Some records
★ ★ ★

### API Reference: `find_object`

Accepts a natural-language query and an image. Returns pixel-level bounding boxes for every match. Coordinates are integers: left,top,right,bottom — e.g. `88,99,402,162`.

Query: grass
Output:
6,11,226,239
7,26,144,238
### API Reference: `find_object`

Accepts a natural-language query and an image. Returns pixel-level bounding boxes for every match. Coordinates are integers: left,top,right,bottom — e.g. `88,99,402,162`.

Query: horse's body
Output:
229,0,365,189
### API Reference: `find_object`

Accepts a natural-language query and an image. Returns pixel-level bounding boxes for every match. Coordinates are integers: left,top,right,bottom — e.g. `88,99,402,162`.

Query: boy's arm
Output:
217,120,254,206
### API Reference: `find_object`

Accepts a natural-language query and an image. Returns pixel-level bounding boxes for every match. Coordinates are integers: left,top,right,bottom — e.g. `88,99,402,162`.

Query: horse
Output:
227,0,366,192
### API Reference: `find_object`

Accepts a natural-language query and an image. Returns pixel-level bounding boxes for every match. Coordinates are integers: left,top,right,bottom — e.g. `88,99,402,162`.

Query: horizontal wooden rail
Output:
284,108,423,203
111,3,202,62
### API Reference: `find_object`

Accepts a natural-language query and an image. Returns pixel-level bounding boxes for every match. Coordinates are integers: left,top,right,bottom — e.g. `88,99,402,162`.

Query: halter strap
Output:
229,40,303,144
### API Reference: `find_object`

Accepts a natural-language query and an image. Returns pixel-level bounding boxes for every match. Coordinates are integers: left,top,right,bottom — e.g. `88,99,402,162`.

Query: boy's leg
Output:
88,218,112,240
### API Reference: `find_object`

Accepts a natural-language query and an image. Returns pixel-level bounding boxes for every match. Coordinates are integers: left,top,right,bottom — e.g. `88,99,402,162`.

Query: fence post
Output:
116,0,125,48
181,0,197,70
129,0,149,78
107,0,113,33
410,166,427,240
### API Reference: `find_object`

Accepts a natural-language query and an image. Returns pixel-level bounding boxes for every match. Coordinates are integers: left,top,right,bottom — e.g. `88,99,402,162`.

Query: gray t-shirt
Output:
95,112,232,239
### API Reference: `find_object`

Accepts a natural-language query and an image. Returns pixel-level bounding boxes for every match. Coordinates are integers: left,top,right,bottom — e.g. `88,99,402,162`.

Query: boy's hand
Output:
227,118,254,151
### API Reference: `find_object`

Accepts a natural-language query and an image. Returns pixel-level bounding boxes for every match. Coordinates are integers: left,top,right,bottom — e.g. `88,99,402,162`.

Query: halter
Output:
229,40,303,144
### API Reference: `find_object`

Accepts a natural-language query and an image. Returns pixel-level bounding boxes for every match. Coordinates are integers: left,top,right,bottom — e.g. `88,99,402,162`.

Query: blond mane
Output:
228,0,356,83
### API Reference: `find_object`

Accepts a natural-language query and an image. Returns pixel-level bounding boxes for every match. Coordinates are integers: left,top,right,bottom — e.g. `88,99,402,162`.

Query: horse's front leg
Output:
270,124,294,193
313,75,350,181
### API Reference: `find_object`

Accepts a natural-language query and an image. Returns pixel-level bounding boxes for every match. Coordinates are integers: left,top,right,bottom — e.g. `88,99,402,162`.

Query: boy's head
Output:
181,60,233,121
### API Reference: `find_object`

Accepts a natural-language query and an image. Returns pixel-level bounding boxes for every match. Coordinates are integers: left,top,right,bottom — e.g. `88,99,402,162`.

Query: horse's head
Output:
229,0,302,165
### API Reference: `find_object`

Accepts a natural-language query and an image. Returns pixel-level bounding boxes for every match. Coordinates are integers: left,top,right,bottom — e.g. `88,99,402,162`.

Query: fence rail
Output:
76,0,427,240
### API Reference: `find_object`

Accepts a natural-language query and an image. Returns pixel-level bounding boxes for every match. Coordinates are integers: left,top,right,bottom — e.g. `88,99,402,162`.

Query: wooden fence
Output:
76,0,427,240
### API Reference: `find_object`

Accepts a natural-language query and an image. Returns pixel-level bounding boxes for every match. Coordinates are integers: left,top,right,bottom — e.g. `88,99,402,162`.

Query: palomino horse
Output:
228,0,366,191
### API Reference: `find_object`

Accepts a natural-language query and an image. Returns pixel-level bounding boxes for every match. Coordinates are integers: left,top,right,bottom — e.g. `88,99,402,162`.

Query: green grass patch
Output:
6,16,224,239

★ ★ ★

__Work required__:
Arrange all of the material above as a two-column CSV with the header row input,output. Give each text and its answer one row, with every field in double quotes and line breaks replaced by spaces.

__Result__:
input,output
"### API Reference: `find_object` Accepts a natural-language query and an image. Returns pixel-level bounding boxes for every match. Coordinates are integers: left,top,right,bottom — e.g. `88,99,402,162`. Query: grass Output:","6,11,226,239 7,26,144,238"
"### API Reference: `find_object` Accepts a natural-language query and an image. Returns pixel-level bounding boxes for every match. Coordinates are integers: left,top,right,bottom — e.g. `88,99,402,162`. Query: horse's body Output:","229,0,365,189"
"### API Reference: `find_object` Accepts a natural-language query and an image. Returns pixel-level bounding boxes for every match. Coordinates are integers: left,top,right,bottom — e.g. `88,99,402,162`. Query: boy's arm Output:","217,120,254,206"
"### API Reference: `find_object` Accepts a natural-language query and an image. Returns pixel-level bounding boxes for every match. Coordinates are integers: left,top,right,bottom — e.g. `88,99,402,162`. Query: horse Output:","227,0,366,192"
"### API Reference: `find_object` Accepts a natural-language query and an image. Returns pixel-level bounding boxes for every match. Coordinates are integers: left,top,right,bottom — e.g. `88,99,402,162`. Query: horizontal wooden rail Output:","284,108,423,203 111,3,202,62"
"### API Reference: `find_object` Accepts a natural-language query and an image. Returns pixel-level bounding boxes for every match. Coordinates are integers: left,top,right,bottom — e.g. `88,99,402,162`. Query: halter strap Output:","229,40,303,144"
"### API Reference: `find_object` Accepts a natural-language query and an image. Returns pixel-level bounding boxes for every match. Coordinates are integers: left,top,right,bottom — e.g. `88,99,402,162`. Query: boy's leg Output:","88,218,112,240"
"### API Reference: `find_object` Accepts a natural-language query and an image. Returns pixel-level bounding boxes for every match. Coordinates are integers: left,top,right,bottom — e.g. `88,99,402,162`. Query: fence post Output:","116,0,125,48 181,0,197,70 129,0,149,78 107,0,113,33 410,166,427,240"
"### API Reference: `find_object` Accepts a natural-language query and an image. Returns pixel-level bounding boxes for every match. Coordinates are integers: left,top,right,bottom — e.g. `88,99,402,162`. Query: gray t-shirt Output:","95,112,232,239"
"### API Reference: `find_object` Accepts a natural-language query and an image. Returns pixel-level bounding boxes for every match. Coordinates are integers: left,top,right,bottom — e.g. `88,99,402,162`. Query: boy's hand Output:","227,118,254,151"
"### API Reference: `find_object` Accepts a natural-language query and an image. Returns pixel-level bounding boxes for every match. Coordinates are integers: left,top,right,bottom — e.g. `88,99,402,162`. Query: halter Output:","229,40,303,144"
"### API Reference: `find_object` Accepts a natural-language query and an image. Returns pixel-level bounding boxes for every match. Coordinates are integers: left,top,right,bottom — e.g. `88,99,402,162`. Query: blond mane Output:","228,0,356,83"
"### API Reference: `find_object` Accepts a natural-language query and an image. Returns pixel-level bounding boxes for every match. Coordinates are integers: left,top,right,bottom — e.g. `88,99,402,162`. Query: horse's front leg Output:","270,124,294,193 313,75,350,181"
"### API Reference: `find_object` Accepts a natural-language query and an image. Returns pixel-level bounding boxes for every match. Coordinates are integers: left,top,right,bottom — e.g. `88,99,402,162`. Query: boy's head Output:","181,60,233,121"
"### API Reference: `find_object` Accepts a natural-language query and an image. Returns pixel-level bounding boxes for every match. Coordinates are integers: left,top,right,bottom — e.g. `88,99,402,162`. Query: horse's head Output:","229,0,302,165"
"### API Reference: `find_object` Accepts a natural-language query and an image. Returns pixel-level bounding boxes for every match. Coordinates are integers: left,top,right,bottom — e.g. `88,99,402,162`. Query: fence rail Output:","76,0,427,240"
"### API Reference: `find_object` Accepts a natural-language query and an image. Returns pixel-level bounding boxes for every match. Coordinates are integers: left,top,right,bottom — e.g. `88,99,402,162`. Query: wooden fence Output:","76,0,427,240"
"### API Reference: `find_object` Accepts a natural-language query and an image. Returns pixel-level bounding boxes for every match. Coordinates are integers: left,top,right,bottom — e.g. `88,99,402,162`. Query: palomino horse Output:","228,0,366,191"
"### API Reference: `find_object` Accepts a natural-language query and an image. Returns pixel-level bounding boxes for every match. Coordinates are integers: left,top,right,bottom — e.g. `88,99,402,162`. Query: green grass patch Output:","6,16,224,239"